J'aurais pu m'extasier pour le « Solo » de Philippe Découflé présenté à la Maison de la Culture de Grenoble. Bien que le texte donné à l'entrée récapitule les nombreuses louanges de la presse écrite (du Figaro à Libération !),  je ne partage pas l'unanimité pour ce spectacle, excellent produit d'exportation si l'on en juge par la tournée internationale de 2007.
12-solo.jpgCette vision du corps ne fait pas partie de ma culture. L'outil vidéo, omniprésent, décompose, décuple à l'infini le geste, et me plonge dans le vide. La caméra structure le ressenti du spectateur, réduit la focale de son regard, cadre la forme là où l'on aurait envie d'interroger le sens. Découflé est talentueux pour projeter la pauvreté de son écriture chorégraphique vers des espaces inattendus.

= = = = = = =

• **À compléter**
A) D'après le texte sur le « Solo » de Philippe Découflé, dans quelle salle ce spectacle a-t-il été présenté ?
B) Poursuivez la critique du « Solo » de Philippe Découflé juste après sa dernière phrase.

= = = = = = =

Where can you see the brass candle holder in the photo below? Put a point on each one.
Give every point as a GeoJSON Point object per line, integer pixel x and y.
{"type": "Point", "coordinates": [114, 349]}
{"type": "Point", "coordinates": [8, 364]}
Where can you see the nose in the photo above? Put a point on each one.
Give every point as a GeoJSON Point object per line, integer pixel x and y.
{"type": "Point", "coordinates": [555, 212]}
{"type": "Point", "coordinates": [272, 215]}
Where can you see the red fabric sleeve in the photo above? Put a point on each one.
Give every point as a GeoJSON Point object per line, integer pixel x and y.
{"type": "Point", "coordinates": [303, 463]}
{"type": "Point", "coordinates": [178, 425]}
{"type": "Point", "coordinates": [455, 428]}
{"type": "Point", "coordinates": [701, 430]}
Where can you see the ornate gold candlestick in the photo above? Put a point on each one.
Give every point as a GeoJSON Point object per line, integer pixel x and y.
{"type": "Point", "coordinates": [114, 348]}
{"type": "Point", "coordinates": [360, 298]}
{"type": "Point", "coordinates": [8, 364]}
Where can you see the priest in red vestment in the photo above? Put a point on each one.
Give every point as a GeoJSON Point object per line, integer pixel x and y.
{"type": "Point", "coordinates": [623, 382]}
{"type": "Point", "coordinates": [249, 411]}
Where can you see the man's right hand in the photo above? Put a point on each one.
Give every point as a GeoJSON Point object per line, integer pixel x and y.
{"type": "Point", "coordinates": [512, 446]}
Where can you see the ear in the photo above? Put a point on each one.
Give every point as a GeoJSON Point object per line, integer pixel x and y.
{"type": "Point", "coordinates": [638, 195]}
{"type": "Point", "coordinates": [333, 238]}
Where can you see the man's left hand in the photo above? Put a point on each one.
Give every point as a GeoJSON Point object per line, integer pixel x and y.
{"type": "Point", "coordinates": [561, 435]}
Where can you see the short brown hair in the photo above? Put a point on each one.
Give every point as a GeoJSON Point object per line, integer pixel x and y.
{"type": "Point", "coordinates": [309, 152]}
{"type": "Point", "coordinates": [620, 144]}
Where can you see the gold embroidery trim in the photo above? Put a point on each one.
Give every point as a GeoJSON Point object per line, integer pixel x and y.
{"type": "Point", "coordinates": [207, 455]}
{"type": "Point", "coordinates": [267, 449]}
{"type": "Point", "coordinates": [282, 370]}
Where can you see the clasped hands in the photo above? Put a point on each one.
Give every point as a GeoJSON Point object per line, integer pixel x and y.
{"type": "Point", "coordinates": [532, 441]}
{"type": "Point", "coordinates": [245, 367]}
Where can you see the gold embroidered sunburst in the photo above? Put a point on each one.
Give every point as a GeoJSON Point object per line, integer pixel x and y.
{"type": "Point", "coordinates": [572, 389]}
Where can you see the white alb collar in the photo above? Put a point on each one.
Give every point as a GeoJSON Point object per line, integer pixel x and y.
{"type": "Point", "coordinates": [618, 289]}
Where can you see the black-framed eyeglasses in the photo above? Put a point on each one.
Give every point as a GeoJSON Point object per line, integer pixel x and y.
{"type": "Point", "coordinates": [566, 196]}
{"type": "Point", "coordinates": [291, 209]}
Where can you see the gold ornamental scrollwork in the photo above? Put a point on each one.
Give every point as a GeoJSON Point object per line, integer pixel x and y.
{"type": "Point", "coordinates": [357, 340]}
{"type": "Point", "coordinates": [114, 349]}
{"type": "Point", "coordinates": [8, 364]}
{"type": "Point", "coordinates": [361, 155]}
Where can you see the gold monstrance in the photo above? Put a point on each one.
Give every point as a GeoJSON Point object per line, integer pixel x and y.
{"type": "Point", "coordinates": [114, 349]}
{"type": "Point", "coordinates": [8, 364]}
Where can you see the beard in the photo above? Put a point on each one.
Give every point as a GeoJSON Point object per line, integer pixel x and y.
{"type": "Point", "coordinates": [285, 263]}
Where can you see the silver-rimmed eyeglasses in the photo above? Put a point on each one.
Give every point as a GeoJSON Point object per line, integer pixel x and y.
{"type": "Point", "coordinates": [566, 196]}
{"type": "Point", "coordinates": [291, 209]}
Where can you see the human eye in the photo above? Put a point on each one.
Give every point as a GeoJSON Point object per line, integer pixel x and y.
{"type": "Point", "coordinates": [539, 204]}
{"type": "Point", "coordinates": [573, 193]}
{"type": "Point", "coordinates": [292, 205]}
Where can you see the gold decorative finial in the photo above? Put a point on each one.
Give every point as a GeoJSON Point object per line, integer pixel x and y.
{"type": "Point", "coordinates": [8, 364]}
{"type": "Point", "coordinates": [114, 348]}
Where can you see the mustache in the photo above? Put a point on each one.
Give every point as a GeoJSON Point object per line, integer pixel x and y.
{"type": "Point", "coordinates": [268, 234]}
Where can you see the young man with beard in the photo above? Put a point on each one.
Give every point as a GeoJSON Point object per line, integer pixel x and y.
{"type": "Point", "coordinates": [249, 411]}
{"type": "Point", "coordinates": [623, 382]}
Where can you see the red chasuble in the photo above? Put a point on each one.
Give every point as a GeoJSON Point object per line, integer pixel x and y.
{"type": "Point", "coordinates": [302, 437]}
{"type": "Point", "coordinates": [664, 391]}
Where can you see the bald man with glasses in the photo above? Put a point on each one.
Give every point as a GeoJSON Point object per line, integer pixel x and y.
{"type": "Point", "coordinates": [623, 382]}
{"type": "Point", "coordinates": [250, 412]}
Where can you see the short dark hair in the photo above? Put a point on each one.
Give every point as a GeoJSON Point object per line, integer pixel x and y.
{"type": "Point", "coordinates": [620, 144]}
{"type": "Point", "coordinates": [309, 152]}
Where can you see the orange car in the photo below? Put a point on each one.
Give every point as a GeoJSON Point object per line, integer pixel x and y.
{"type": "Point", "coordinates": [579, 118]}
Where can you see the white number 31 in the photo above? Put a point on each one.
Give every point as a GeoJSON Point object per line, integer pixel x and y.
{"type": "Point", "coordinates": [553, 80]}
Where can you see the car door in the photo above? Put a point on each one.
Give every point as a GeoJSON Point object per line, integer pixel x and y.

= = = = = = =

• **Réponses par consigne**
A) À la Maison de la Culture de Grenoble.

B)
À plusieurs reprises, l'enfermement gagne puis l'ennui à force d'imaginer une porte qui s'ouvre difficilement. Il faut attendre ce moment où, assis à sa table, il mime avec ses doigts une chanson de Bourvil et provoque la jubilation du public habitué jusqu'à présent à se laisser porter.
Ce « Solo » est en phase avec notre société du spectacle : mélange de nostalgie, de visions égocentrées, où la danse se noie dans un enchevêtrement de technologies. Ne finit-elle pas promouvoir l'imaginaire formaté des parcs d'attractions?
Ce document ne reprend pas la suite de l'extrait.